— TASK DETAILS —
Please write out the data exactly, line by line.

● ● ● ● ● ● ●

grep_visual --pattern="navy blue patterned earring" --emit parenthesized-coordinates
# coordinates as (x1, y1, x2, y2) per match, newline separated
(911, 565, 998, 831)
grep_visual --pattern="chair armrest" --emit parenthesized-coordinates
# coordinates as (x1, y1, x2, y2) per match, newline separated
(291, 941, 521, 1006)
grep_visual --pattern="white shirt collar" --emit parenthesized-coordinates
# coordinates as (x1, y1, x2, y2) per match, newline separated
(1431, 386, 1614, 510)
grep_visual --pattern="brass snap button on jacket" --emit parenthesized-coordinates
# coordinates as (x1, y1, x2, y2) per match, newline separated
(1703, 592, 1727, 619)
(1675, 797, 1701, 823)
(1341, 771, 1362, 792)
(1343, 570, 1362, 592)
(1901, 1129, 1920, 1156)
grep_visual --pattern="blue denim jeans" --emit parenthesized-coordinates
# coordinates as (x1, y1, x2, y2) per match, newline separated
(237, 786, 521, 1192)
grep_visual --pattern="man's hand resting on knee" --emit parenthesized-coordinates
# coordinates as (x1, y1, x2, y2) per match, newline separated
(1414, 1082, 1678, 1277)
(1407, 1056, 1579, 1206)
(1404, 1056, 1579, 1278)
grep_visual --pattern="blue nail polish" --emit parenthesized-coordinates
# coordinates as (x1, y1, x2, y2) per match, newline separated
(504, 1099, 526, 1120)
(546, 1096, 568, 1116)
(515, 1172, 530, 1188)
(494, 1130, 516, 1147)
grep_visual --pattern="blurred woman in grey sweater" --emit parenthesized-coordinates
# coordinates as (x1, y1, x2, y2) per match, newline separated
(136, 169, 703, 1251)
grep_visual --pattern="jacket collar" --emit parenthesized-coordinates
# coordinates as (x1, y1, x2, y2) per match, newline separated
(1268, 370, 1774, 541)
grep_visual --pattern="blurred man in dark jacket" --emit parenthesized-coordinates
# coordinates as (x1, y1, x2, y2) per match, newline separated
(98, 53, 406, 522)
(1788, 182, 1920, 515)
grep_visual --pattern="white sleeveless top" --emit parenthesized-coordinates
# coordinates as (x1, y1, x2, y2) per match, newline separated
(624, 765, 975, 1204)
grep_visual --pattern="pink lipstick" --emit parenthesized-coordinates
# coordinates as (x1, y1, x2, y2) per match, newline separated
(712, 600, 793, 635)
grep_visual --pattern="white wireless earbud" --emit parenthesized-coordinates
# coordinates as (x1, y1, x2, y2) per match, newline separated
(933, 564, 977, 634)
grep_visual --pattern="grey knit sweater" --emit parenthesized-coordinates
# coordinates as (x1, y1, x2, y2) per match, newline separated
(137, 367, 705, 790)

● ● ● ● ● ● ●

— OUTPUT BELOW —
grep_visual --pattern="navy blue patterned earring" --emit parenthesized-coordinates
# coordinates as (x1, y1, x2, y2) per match, newline separated
(911, 565, 998, 831)
grep_visual --pattern="chair armrest" --emit parenthesized-coordinates
# coordinates as (x1, y1, x2, y2) per match, newline separated
(291, 941, 521, 1006)
grep_visual --pattern="white shirt collar" --emit parenthesized-coordinates
# coordinates as (x1, y1, x2, y2) per match, newline separated
(1431, 386, 1614, 510)
grep_visual --pattern="brass snap button on jacket" --emit parenthesized-coordinates
# coordinates as (x1, y1, x2, y2) per match, newline separated
(1703, 592, 1727, 619)
(1675, 797, 1701, 823)
(1341, 771, 1362, 792)
(1343, 570, 1362, 592)
(1901, 1129, 1920, 1156)
grep_visual --pattern="blue denim jeans" --emit parenthesized-coordinates
# coordinates as (x1, y1, x2, y2) per match, newline separated
(237, 786, 521, 1192)
grep_visual --pattern="man's hand resting on knee" --emit parenthesized-coordinates
# coordinates as (x1, y1, x2, y2) per match, newline separated
(1414, 1082, 1678, 1277)
(1407, 1056, 1579, 1206)
(1404, 1056, 1579, 1278)
grep_visual --pattern="blue nail polish" --emit parenthesized-coordinates
# coordinates as (x1, y1, x2, y2) per match, newline separated
(504, 1099, 526, 1120)
(546, 1096, 568, 1116)
(515, 1172, 530, 1188)
(494, 1130, 516, 1147)
grep_visual --pattern="blurred woman in grey sweater" --emit parenthesized-coordinates
# coordinates as (x1, y1, x2, y2) per match, newline separated
(136, 169, 703, 1251)
grep_visual --pattern="jacket collar" --emit parenthesized-coordinates
# coordinates as (x1, y1, x2, y2) per match, newline separated
(1268, 370, 1774, 541)
grep_visual --pattern="blurred man in dark jacket" --emit parenthesized-coordinates
# coordinates as (x1, y1, x2, y2) per match, newline separated
(98, 53, 406, 522)
(1788, 182, 1920, 515)
grep_visual --pattern="white sleeveless top" --emit parenthesized-coordinates
# coordinates as (x1, y1, x2, y2) per match, newline separated
(624, 765, 975, 1204)
grep_visual --pattern="pink lipstick" --emit parenthesized-coordinates
# coordinates as (x1, y1, x2, y2) per match, newline separated
(712, 600, 793, 635)
grep_visual --pattern="white wireless earbud" --emit parenthesized-coordinates
# coordinates as (x1, y1, x2, y2) per match, newline separated
(933, 564, 977, 634)
grep_visual --pattern="grey knit sweater" --emit parenthesized-coordinates
# coordinates as (x1, y1, x2, y2) per match, newline separated
(137, 367, 705, 790)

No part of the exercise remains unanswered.